[Deine Aufgabe]: Zitiere alles vom Anfang der folgenden Auflistung bis einschließlich der Zeile, die „Target: crown logo“ enthält.

[Aus einer Sammlung entnommene Daten]:
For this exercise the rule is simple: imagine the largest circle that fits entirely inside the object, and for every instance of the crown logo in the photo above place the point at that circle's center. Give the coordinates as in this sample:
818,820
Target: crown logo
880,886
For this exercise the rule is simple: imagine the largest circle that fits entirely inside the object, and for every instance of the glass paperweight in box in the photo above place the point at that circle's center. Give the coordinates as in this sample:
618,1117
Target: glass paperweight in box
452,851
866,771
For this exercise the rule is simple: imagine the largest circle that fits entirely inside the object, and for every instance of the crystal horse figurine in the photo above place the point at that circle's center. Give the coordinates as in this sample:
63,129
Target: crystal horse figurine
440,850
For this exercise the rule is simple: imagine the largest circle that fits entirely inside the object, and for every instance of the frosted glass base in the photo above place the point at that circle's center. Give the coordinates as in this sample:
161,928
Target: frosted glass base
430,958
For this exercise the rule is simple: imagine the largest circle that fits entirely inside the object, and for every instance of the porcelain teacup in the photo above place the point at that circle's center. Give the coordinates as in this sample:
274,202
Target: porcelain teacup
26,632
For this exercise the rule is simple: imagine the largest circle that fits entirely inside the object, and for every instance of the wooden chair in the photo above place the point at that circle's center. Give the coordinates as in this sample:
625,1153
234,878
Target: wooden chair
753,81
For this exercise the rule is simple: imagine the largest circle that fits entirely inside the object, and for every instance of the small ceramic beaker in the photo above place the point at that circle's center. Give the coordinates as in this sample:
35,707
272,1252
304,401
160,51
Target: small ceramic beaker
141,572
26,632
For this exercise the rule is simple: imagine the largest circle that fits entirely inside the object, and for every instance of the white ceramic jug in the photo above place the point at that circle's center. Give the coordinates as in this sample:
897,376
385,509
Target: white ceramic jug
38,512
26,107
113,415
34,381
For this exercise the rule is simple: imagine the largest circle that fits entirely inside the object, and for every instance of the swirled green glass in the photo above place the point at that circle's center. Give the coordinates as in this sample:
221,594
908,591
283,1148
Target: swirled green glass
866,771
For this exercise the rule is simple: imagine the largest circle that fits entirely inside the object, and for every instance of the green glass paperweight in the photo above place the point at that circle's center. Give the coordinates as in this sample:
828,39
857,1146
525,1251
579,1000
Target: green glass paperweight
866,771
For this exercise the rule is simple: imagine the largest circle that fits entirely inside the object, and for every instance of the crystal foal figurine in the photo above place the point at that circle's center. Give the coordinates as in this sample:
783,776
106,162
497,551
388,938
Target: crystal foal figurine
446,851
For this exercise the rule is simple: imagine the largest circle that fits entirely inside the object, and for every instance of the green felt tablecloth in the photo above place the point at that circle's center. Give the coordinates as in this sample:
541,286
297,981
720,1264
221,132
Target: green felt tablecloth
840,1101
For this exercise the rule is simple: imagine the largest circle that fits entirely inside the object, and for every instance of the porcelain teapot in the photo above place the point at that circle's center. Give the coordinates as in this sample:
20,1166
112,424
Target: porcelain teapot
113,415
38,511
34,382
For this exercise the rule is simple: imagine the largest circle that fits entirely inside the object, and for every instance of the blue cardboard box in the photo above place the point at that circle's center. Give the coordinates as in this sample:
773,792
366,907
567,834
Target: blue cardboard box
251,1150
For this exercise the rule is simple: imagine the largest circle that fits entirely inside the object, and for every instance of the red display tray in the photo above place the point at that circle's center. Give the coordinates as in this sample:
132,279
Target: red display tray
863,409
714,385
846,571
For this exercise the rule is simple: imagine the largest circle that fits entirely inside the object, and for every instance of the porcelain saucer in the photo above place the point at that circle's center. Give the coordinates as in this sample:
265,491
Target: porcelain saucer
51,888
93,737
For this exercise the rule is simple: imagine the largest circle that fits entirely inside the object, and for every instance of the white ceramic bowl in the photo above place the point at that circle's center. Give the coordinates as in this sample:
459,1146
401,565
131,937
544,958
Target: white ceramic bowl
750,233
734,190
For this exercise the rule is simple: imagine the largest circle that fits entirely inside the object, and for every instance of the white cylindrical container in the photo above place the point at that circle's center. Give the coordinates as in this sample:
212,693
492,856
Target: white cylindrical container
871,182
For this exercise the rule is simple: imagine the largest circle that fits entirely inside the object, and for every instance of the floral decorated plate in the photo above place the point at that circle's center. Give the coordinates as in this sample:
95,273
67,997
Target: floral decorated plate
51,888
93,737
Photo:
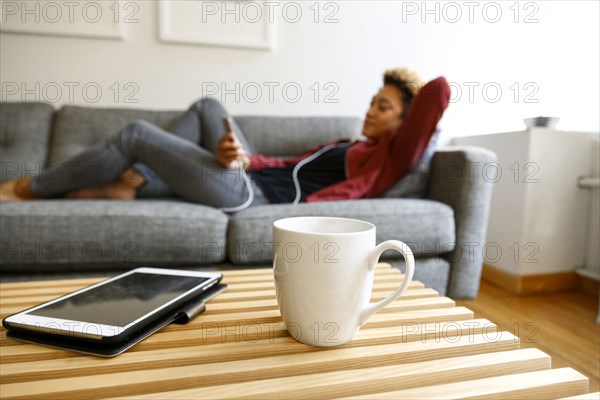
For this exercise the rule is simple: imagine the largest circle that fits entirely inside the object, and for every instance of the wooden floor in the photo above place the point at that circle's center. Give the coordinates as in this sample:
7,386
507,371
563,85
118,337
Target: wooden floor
560,324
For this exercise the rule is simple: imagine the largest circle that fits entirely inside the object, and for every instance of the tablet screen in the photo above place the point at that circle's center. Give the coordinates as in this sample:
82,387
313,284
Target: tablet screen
122,301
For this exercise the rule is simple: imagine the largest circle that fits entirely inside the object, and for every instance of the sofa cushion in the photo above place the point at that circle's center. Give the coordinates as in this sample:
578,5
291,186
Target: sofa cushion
426,226
24,133
76,128
292,136
70,234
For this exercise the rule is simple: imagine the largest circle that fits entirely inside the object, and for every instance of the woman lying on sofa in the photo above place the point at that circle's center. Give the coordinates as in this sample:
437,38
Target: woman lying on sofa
205,163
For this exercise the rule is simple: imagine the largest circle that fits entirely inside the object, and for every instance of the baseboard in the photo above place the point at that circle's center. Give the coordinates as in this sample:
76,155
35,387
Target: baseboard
531,284
590,286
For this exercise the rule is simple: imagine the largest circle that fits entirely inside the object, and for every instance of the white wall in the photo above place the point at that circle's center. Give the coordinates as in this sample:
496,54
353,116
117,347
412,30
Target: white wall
554,60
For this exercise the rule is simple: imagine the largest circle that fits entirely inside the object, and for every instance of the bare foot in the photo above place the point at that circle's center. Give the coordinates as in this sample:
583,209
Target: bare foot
114,191
16,190
123,189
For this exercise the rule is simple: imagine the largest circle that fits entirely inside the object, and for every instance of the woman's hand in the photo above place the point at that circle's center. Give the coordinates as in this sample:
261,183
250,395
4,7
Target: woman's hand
231,153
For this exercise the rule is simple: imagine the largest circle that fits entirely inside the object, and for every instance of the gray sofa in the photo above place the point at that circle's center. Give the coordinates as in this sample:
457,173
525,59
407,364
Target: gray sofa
440,209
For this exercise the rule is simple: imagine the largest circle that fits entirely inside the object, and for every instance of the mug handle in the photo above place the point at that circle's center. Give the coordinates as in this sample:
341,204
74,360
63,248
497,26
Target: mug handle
373,258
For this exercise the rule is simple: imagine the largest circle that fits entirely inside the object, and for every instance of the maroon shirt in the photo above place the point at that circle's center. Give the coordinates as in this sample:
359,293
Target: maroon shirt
373,166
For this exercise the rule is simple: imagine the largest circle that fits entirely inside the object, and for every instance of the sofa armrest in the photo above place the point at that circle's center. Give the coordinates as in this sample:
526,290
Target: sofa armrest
458,178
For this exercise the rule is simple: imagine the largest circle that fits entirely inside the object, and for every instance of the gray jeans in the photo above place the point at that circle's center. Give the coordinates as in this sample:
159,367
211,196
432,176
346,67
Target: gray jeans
182,160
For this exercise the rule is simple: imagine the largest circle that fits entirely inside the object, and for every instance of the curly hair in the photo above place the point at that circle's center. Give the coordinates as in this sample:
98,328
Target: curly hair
408,81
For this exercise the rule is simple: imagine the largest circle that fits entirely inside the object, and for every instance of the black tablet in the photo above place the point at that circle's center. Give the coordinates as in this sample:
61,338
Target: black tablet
117,310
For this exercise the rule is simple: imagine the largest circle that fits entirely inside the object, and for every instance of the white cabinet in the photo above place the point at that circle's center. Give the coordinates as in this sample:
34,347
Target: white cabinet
539,217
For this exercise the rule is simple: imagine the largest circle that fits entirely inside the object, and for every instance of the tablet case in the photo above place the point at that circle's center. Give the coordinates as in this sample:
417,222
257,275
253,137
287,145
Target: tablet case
183,316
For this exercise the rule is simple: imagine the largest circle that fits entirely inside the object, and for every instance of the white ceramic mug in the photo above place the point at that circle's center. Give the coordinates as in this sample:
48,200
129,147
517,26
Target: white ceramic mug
324,269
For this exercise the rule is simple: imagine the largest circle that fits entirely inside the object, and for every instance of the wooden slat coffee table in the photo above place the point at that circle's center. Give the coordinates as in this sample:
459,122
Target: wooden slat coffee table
420,346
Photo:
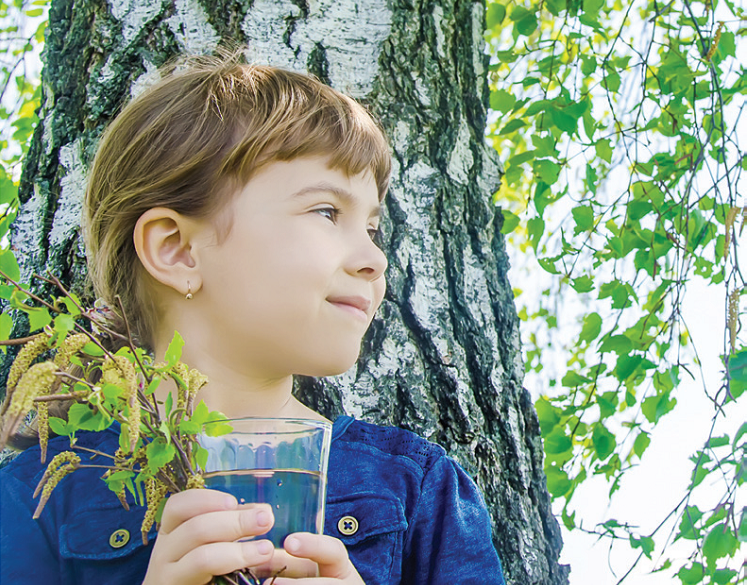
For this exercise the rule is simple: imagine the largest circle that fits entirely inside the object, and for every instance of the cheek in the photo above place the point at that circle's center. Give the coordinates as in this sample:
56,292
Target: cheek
379,291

[Ergebnis der Aufgabe]:
For this exercise the rule is simple: imagine the largest circle that fits entirely inside the object, and for every instance of the crown logo in the photo above place the point at that circle's center. Give the coordinates as in this sample:
818,820
Target: crown logo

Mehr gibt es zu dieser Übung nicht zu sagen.